— BEGIN Records shown —
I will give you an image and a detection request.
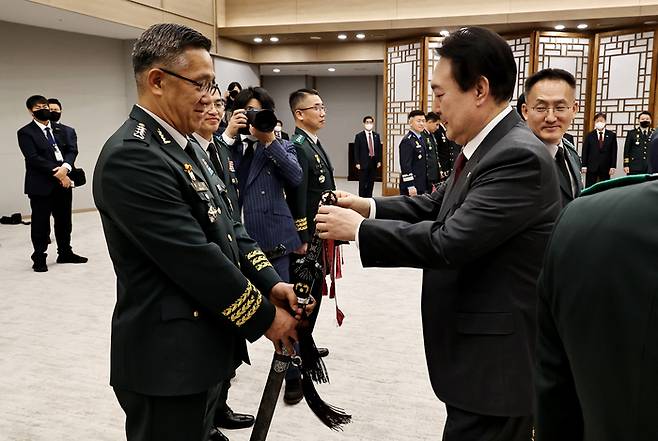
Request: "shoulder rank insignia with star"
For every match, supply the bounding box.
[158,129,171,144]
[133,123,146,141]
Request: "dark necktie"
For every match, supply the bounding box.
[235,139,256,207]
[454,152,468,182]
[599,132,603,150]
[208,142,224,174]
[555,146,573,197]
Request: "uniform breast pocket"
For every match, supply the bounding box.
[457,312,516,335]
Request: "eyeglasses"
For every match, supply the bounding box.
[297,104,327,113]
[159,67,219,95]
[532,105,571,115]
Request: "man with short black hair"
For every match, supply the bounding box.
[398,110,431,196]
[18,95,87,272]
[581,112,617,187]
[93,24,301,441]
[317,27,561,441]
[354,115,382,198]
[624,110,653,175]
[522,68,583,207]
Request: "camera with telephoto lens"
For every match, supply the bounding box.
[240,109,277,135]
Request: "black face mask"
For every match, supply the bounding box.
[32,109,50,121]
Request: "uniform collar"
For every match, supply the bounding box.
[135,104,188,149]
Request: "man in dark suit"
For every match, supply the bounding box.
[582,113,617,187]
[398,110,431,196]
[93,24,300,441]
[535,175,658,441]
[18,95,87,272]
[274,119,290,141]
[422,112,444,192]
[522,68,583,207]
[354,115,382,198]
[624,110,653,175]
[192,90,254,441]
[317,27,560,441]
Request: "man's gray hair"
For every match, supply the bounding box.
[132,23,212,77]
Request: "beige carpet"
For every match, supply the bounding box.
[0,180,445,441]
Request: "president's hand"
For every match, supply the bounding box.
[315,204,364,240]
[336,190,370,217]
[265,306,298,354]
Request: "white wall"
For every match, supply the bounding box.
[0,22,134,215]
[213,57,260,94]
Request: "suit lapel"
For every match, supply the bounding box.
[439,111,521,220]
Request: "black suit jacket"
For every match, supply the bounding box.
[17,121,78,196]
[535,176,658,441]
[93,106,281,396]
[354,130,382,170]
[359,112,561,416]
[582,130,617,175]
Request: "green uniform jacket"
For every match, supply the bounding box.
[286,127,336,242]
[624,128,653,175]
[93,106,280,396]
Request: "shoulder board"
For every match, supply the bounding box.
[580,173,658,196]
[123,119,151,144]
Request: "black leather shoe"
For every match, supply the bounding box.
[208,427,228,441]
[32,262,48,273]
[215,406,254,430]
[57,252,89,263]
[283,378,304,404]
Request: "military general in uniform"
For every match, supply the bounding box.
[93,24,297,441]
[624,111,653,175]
— END Records shown —
— BEGIN Records shown —
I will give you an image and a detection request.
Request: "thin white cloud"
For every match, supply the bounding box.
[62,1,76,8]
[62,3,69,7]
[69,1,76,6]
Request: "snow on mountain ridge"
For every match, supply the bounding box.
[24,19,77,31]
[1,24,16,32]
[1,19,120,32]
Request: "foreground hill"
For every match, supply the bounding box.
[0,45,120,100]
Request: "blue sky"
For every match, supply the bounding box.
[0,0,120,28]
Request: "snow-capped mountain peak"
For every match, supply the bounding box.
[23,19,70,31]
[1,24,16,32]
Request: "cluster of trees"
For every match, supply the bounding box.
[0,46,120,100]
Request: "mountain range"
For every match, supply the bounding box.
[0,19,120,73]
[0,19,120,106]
— END Records shown —
Set problem - Find every line above that contains the word "suit", and copy each of those lines. Case counts.

Exercise result -
Request: "man in dark suit"
Request: "suit lapel"
Request: "black suit jacket"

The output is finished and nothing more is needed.